[Saved data entries]
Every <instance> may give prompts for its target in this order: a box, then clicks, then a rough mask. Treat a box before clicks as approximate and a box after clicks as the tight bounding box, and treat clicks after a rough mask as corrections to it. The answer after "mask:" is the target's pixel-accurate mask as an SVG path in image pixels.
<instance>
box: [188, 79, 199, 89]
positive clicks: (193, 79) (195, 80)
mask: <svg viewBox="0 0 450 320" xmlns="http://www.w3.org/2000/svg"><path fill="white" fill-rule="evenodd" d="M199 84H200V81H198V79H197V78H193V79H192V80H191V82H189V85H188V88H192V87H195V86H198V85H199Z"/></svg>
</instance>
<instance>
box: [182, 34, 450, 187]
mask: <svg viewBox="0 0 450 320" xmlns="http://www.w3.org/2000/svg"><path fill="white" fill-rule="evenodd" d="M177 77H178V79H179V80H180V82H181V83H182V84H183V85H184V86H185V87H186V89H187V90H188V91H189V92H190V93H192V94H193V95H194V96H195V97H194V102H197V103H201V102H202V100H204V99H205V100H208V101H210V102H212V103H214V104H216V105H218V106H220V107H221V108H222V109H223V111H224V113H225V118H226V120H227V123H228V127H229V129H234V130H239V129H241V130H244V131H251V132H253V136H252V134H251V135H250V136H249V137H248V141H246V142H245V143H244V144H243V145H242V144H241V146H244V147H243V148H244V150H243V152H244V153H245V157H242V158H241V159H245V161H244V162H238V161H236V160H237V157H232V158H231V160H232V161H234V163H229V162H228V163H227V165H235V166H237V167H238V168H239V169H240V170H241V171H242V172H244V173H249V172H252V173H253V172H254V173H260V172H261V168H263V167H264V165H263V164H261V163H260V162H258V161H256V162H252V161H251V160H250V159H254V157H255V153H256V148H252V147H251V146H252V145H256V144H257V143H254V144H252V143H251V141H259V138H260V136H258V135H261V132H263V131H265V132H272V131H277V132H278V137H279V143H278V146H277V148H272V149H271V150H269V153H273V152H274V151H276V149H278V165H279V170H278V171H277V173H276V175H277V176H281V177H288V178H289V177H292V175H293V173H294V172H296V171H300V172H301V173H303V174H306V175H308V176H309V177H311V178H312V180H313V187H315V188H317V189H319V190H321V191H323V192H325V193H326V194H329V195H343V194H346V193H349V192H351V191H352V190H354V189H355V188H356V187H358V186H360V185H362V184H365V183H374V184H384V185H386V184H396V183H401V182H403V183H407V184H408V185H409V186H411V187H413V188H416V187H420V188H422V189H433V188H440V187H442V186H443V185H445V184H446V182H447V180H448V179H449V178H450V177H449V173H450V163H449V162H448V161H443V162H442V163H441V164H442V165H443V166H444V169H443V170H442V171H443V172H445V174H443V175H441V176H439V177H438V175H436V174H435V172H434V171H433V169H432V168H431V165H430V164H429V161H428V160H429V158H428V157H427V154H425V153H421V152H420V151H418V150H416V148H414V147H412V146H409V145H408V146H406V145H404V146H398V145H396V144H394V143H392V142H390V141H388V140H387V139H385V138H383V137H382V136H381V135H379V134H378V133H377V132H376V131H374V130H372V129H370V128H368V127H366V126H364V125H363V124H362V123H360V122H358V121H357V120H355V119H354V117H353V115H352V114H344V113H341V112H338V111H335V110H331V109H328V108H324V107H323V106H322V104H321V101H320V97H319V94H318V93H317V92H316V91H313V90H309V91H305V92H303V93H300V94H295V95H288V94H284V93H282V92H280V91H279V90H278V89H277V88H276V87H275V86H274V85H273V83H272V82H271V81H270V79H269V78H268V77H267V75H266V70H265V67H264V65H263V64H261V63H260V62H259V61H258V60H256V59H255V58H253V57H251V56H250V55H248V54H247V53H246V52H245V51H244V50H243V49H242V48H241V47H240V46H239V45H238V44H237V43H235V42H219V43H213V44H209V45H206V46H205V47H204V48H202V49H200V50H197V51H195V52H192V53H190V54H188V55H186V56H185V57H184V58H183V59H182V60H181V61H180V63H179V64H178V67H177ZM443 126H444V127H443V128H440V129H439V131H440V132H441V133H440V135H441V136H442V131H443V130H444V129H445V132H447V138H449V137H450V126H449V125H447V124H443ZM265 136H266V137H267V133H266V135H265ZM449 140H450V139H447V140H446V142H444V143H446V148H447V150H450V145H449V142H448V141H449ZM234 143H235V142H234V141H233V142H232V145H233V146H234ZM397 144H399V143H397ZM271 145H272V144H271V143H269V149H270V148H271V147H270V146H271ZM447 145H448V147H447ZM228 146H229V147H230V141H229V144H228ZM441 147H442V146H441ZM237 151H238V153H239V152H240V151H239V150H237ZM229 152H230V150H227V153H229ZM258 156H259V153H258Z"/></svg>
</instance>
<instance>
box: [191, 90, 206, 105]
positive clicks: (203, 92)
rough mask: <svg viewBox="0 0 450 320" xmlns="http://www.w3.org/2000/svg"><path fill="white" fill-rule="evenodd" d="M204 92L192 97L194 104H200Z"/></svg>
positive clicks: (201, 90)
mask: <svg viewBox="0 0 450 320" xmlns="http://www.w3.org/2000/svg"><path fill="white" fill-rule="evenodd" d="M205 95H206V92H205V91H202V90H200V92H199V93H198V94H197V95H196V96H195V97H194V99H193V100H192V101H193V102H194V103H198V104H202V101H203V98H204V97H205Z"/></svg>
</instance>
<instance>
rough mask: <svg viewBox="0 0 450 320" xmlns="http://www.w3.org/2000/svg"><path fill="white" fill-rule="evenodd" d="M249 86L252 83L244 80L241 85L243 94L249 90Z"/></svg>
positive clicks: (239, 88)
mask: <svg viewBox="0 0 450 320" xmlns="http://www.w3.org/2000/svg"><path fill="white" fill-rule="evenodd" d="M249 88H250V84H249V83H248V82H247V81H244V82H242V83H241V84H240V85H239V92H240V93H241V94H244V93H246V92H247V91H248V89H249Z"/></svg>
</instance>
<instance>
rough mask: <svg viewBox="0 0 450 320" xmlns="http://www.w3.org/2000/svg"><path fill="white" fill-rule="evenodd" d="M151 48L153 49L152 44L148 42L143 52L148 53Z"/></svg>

> WHAT THIS TASK INVOLVES:
Find the word "rough" in the entries above and gather every line that holds it.

> WORKED SOLUTION:
Every <instance> may give prompts for its target in this order: a box, then clicks, then a rough mask. Treat a box before clicks as approximate and a box after clicks as the tight bounding box, and treat clicks after a rough mask as corrections to it. The answer after "mask:" is the target's pixel-accurate mask as an SVG path in image pixels.
rough mask: <svg viewBox="0 0 450 320" xmlns="http://www.w3.org/2000/svg"><path fill="white" fill-rule="evenodd" d="M204 92L192 97L194 104H200Z"/></svg>
rough mask: <svg viewBox="0 0 450 320" xmlns="http://www.w3.org/2000/svg"><path fill="white" fill-rule="evenodd" d="M249 86L252 83L244 80L241 85L243 94L249 90Z"/></svg>
rough mask: <svg viewBox="0 0 450 320" xmlns="http://www.w3.org/2000/svg"><path fill="white" fill-rule="evenodd" d="M151 48L153 49L152 44L148 42L143 52L148 53Z"/></svg>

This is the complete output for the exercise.